Start of AVAILABLE DATA

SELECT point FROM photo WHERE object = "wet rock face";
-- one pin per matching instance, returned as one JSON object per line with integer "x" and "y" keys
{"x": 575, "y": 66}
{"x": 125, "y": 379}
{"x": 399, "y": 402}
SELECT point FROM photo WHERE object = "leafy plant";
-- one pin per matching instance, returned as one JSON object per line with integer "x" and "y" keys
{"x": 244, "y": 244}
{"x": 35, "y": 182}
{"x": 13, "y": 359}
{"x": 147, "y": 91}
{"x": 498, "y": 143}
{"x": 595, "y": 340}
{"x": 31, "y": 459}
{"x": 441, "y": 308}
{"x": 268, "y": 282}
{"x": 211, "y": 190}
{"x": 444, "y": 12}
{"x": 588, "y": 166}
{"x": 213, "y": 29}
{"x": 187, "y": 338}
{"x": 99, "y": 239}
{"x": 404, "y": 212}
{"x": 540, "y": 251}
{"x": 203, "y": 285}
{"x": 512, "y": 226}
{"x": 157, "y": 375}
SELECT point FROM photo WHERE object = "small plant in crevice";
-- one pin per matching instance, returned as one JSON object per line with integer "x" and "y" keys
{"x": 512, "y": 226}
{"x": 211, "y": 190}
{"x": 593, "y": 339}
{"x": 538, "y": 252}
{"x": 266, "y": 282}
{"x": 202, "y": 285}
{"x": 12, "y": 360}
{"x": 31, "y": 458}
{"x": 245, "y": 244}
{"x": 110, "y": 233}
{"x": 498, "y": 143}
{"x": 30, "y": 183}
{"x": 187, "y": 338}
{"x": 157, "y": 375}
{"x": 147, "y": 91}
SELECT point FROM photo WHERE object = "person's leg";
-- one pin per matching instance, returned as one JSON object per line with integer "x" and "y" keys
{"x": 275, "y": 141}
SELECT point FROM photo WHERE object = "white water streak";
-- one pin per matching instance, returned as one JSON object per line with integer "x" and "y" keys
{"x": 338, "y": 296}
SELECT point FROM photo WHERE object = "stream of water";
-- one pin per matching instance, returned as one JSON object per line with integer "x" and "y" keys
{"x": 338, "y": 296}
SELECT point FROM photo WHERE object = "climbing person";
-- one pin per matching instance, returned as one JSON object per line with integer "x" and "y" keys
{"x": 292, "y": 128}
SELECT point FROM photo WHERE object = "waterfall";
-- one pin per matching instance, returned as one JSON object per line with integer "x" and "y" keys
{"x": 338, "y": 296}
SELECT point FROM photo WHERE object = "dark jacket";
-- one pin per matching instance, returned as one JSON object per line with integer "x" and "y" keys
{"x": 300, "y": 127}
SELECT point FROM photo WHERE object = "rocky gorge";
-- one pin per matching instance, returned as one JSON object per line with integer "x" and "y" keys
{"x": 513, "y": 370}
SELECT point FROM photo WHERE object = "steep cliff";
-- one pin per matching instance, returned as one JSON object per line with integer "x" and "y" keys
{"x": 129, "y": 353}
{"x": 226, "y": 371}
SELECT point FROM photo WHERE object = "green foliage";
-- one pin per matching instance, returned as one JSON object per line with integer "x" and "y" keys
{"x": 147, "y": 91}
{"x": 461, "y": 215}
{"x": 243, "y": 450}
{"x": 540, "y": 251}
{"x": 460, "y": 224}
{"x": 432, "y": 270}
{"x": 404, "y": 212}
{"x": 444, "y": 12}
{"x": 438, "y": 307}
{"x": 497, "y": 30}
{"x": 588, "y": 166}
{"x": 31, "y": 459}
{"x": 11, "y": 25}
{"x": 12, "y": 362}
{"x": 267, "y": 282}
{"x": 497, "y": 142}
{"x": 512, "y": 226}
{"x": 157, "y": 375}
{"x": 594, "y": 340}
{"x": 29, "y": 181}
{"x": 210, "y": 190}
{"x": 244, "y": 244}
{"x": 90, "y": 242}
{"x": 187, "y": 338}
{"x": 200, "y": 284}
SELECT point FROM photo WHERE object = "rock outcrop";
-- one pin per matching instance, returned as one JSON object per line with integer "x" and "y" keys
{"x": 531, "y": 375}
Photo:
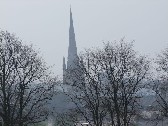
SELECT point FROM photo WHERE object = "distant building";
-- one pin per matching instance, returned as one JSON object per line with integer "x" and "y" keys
{"x": 72, "y": 60}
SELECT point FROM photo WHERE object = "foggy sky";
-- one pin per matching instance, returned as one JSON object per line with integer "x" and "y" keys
{"x": 45, "y": 24}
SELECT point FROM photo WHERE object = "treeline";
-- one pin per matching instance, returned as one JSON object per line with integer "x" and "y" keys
{"x": 106, "y": 84}
{"x": 25, "y": 83}
{"x": 103, "y": 85}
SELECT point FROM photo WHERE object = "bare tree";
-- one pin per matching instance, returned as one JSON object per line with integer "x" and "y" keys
{"x": 25, "y": 84}
{"x": 107, "y": 87}
{"x": 125, "y": 73}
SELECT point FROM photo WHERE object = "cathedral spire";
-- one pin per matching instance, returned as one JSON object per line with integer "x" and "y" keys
{"x": 72, "y": 49}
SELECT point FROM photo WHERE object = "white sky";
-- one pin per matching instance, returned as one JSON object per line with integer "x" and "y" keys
{"x": 45, "y": 23}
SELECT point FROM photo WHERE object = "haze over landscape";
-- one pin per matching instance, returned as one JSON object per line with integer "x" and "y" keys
{"x": 45, "y": 24}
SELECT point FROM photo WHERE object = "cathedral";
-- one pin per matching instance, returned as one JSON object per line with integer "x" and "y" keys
{"x": 72, "y": 60}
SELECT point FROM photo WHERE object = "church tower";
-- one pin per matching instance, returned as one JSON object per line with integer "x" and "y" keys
{"x": 72, "y": 49}
{"x": 72, "y": 61}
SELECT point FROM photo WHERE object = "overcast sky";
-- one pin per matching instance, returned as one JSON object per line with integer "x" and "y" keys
{"x": 45, "y": 24}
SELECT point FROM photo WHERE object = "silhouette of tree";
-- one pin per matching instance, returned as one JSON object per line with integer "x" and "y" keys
{"x": 25, "y": 84}
{"x": 107, "y": 87}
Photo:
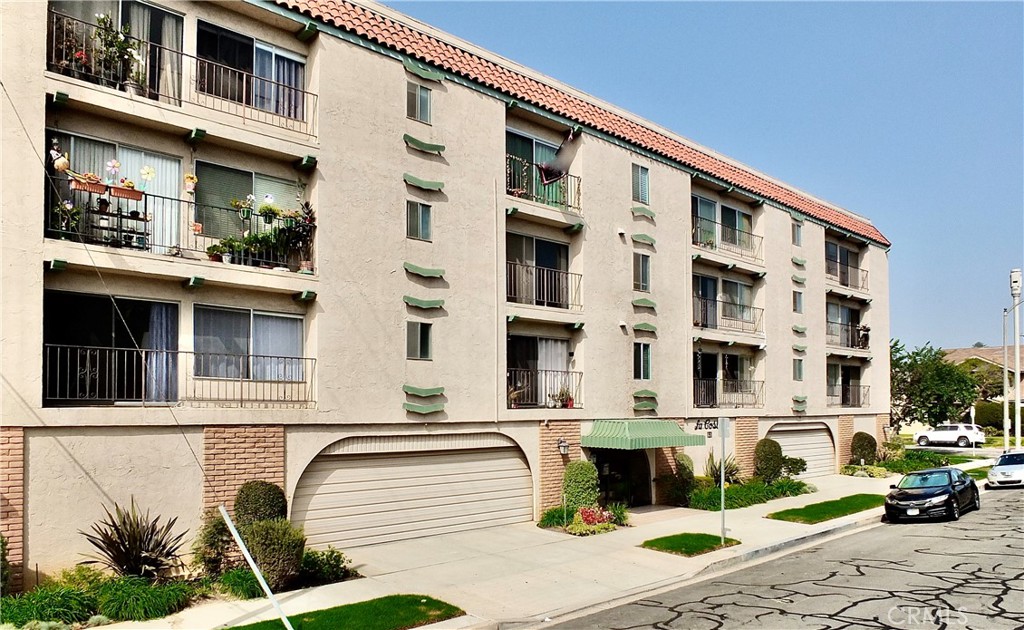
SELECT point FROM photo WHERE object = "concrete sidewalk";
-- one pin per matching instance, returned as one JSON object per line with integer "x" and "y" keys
{"x": 521, "y": 575}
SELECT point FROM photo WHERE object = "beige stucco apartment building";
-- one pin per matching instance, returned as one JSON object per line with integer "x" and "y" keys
{"x": 459, "y": 325}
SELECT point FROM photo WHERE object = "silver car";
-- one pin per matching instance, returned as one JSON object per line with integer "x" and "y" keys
{"x": 1008, "y": 471}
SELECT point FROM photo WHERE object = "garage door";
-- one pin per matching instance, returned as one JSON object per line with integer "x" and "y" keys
{"x": 811, "y": 443}
{"x": 352, "y": 500}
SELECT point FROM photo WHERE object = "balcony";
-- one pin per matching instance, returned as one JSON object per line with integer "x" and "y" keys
{"x": 173, "y": 226}
{"x": 543, "y": 287}
{"x": 713, "y": 392}
{"x": 846, "y": 275}
{"x": 171, "y": 77}
{"x": 714, "y": 236}
{"x": 848, "y": 395}
{"x": 85, "y": 376}
{"x": 523, "y": 179}
{"x": 552, "y": 388}
{"x": 726, "y": 316}
{"x": 847, "y": 335}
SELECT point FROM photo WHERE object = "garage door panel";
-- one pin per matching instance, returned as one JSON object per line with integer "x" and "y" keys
{"x": 350, "y": 500}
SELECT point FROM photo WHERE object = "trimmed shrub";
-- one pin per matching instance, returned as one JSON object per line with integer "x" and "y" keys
{"x": 48, "y": 602}
{"x": 557, "y": 516}
{"x": 580, "y": 485}
{"x": 132, "y": 598}
{"x": 212, "y": 544}
{"x": 258, "y": 500}
{"x": 792, "y": 466}
{"x": 863, "y": 447}
{"x": 324, "y": 567}
{"x": 131, "y": 543}
{"x": 768, "y": 460}
{"x": 276, "y": 546}
{"x": 242, "y": 583}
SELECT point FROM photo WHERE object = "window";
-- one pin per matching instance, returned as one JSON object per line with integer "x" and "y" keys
{"x": 641, "y": 185}
{"x": 418, "y": 340}
{"x": 418, "y": 102}
{"x": 641, "y": 271}
{"x": 641, "y": 361}
{"x": 241, "y": 69}
{"x": 240, "y": 343}
{"x": 418, "y": 220}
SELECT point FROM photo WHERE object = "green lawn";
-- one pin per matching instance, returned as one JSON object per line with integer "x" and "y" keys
{"x": 826, "y": 510}
{"x": 688, "y": 544}
{"x": 979, "y": 473}
{"x": 391, "y": 613}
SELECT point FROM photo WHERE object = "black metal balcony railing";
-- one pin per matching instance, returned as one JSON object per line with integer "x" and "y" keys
{"x": 848, "y": 395}
{"x": 712, "y": 235}
{"x": 526, "y": 284}
{"x": 555, "y": 388}
{"x": 847, "y": 335}
{"x": 171, "y": 76}
{"x": 104, "y": 376}
{"x": 719, "y": 313}
{"x": 710, "y": 392}
{"x": 522, "y": 178}
{"x": 846, "y": 275}
{"x": 167, "y": 225}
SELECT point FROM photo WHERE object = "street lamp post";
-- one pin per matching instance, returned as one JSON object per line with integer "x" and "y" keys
{"x": 1015, "y": 292}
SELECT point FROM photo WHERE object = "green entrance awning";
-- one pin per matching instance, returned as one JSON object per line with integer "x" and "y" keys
{"x": 633, "y": 434}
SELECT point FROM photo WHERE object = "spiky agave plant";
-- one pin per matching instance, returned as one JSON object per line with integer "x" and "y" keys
{"x": 131, "y": 543}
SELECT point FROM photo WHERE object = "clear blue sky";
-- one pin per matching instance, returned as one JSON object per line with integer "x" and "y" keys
{"x": 910, "y": 114}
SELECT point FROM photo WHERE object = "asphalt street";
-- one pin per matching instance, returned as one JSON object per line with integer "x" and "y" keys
{"x": 967, "y": 574}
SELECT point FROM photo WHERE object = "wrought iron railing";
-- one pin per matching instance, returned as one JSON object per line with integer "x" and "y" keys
{"x": 75, "y": 375}
{"x": 720, "y": 313}
{"x": 555, "y": 388}
{"x": 845, "y": 275}
{"x": 712, "y": 235}
{"x": 727, "y": 392}
{"x": 848, "y": 395}
{"x": 171, "y": 76}
{"x": 524, "y": 179}
{"x": 526, "y": 284}
{"x": 847, "y": 335}
{"x": 172, "y": 226}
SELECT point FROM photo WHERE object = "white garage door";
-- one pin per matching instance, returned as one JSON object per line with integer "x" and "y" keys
{"x": 811, "y": 443}
{"x": 352, "y": 500}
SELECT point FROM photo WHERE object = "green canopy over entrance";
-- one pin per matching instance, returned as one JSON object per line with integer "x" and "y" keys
{"x": 633, "y": 434}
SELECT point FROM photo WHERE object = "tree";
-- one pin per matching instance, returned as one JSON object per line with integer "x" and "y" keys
{"x": 928, "y": 388}
{"x": 987, "y": 375}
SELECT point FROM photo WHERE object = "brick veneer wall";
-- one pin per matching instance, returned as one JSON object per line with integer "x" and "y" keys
{"x": 12, "y": 500}
{"x": 233, "y": 455}
{"x": 745, "y": 441}
{"x": 552, "y": 463}
{"x": 844, "y": 451}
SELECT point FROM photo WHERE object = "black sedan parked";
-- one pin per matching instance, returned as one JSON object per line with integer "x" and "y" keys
{"x": 930, "y": 494}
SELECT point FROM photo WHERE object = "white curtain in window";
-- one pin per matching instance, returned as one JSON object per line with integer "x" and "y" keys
{"x": 552, "y": 365}
{"x": 276, "y": 348}
{"x": 162, "y": 203}
{"x": 221, "y": 341}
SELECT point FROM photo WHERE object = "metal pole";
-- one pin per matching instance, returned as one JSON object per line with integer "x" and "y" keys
{"x": 1006, "y": 386}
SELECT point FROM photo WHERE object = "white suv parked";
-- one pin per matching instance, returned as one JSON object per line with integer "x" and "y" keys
{"x": 961, "y": 434}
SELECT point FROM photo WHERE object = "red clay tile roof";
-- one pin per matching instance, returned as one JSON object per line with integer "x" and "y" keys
{"x": 386, "y": 32}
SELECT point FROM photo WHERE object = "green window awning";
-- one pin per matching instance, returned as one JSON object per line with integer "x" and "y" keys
{"x": 635, "y": 434}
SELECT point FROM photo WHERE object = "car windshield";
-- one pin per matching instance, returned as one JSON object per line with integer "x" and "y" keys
{"x": 1011, "y": 459}
{"x": 925, "y": 479}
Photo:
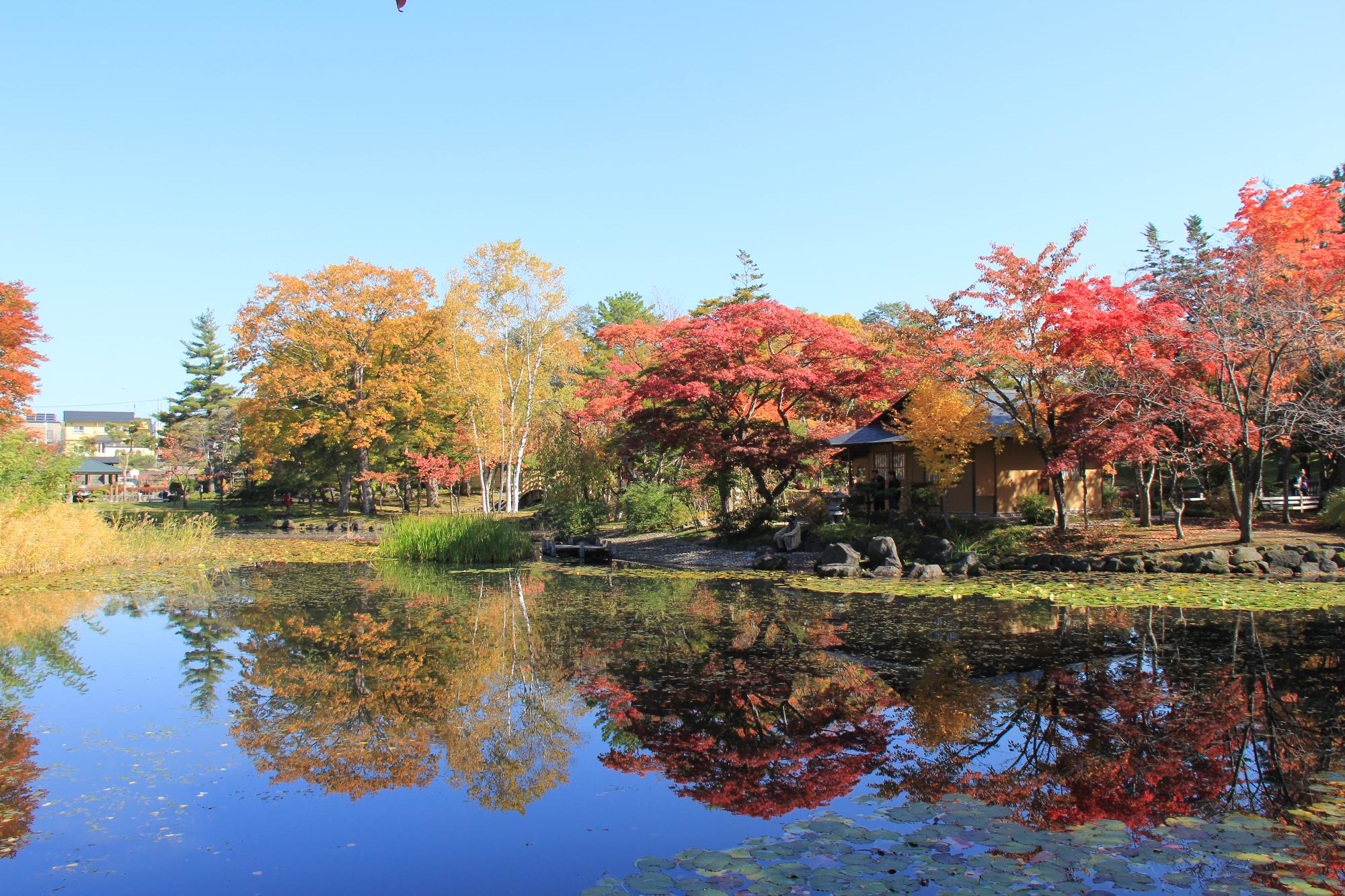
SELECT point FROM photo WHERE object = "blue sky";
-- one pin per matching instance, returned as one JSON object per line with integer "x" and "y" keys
{"x": 162, "y": 158}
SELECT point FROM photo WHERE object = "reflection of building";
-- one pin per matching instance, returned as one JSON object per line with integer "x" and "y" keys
{"x": 1000, "y": 473}
{"x": 89, "y": 430}
{"x": 95, "y": 473}
{"x": 46, "y": 428}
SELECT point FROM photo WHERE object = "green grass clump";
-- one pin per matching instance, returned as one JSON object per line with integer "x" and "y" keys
{"x": 1334, "y": 509}
{"x": 467, "y": 540}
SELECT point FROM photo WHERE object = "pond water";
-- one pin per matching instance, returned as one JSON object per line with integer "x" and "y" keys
{"x": 358, "y": 728}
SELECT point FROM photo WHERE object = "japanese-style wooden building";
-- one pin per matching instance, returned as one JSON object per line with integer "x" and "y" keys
{"x": 93, "y": 473}
{"x": 1001, "y": 470}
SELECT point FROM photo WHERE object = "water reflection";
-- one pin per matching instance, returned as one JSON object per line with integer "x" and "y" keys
{"x": 742, "y": 708}
{"x": 399, "y": 686}
{"x": 1207, "y": 712}
{"x": 743, "y": 697}
{"x": 36, "y": 643}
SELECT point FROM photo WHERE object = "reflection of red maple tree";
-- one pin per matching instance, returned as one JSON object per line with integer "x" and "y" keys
{"x": 761, "y": 724}
{"x": 18, "y": 772}
{"x": 1098, "y": 741}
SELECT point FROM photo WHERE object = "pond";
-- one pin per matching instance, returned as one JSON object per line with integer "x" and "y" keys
{"x": 358, "y": 728}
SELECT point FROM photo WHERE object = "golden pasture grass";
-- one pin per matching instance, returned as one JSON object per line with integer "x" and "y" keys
{"x": 24, "y": 618}
{"x": 45, "y": 538}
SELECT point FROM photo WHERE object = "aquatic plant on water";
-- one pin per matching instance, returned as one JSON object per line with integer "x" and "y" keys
{"x": 466, "y": 540}
{"x": 961, "y": 845}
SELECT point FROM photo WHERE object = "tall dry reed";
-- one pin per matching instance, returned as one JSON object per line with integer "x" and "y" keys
{"x": 44, "y": 538}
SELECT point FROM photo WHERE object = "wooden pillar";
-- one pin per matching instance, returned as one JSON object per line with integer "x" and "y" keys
{"x": 995, "y": 486}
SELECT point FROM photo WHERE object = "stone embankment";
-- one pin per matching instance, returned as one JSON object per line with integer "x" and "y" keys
{"x": 935, "y": 559}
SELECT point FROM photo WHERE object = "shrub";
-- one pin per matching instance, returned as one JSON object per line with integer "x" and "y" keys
{"x": 740, "y": 522}
{"x": 653, "y": 506}
{"x": 1038, "y": 510}
{"x": 467, "y": 540}
{"x": 1334, "y": 509}
{"x": 571, "y": 518}
{"x": 30, "y": 470}
{"x": 1004, "y": 540}
{"x": 1112, "y": 499}
{"x": 809, "y": 506}
{"x": 61, "y": 537}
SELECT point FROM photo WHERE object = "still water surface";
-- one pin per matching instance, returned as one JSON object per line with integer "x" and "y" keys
{"x": 349, "y": 728}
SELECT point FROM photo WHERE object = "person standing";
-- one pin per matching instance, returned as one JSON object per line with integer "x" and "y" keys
{"x": 894, "y": 490}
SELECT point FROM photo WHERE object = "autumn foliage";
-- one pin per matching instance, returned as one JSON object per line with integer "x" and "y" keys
{"x": 20, "y": 331}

End of AVAILABLE DATA

**DIRECTIONS FOR THIS TASK:** Gather every line of the rows above that contains the string "parked", and note that case counts.

**REPLY:**
SELECT point FROM photo WHERE object = "black sedan parked";
SELECT point FROM photo WHERE object = "white suv parked";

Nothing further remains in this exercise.